» Set exercise 1: Lay out the point labeling records below as a two-column CSV with the columns request and answer, one row per request. Put each value in a single quoted field and replace its line breaks with spaces.

#### Text ####

Lake Oswego House
Wednesday, 14 November 2007
With the help of the G.I. Bill, my parents built this house in Lake Oswego, Oregon in 1946, after Dad returned from World War II.
There were two bedrooms upstairs, one for me and one for my great Aunt Edith who lived with us then. There was a large backyard where Mom grew vegetables and in the summers we set up a badminton game. Beyond the yard was a dense woods for me to play in.
I remember the day my Dad planted the hedge in front, telling me that someday the individual shrubs would grow together and look like one big plant. And so it does today.
When the house was built, Lake Oswego (then named Lake Grove), was a modest suburb of Portland populated by ordinary, middle-class people, many who were newcomers like my family, with young children and infants – the first of the baby boomers. When I visited Portland in the summer of 2007, my brother and I drove past the house. It was shocking.
The house, which in my childhood matched others in the neighborhood in general style and size, is the smallest on the street now, and shabby. The paint is peeling, the plantings are untrimmed and the lawn is overgrown with weeds. It almost looks abandoned.
It is surrounded these days by large McMansions that sell in the millions of dollars. I neglected to take a photo, but the house across the street - a small bungalow in the late 1940s where a playmate lived - has been replaced by a sprawling behemoth that is magnificent enough for a movie star.
No doubt my family’s little home, 60 years old now, will soon be replaced by something more grand.

####

» Set exercise 2: Decide whether each statement agrees with the text about the Lake Oswego house. Answer yes or no, and quote the words from the text that decide it. (a) The parents built the house in 1946, after the father came back from World War II. (b) The writer took a photo of the house across the street. (c) The house is now the largest on its street.

#### Provided information ####

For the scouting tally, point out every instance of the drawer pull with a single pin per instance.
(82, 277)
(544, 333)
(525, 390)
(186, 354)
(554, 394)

####

» Task solution 1:
request,answer
"For the scouting tally, point out every instance of the drawer pull with a single pin per instance.","(82, 277) (544, 333) (525, 390) (186, 354) (554, 394)"

» Task solution 2:
(a) Yes: "my parents built this house in Lake Oswego, Oregon in 1946, after Dad returned from World War II."
(b) No: "I neglected to take a photo"
(c) No: "is the smallest on the street now, and shabby."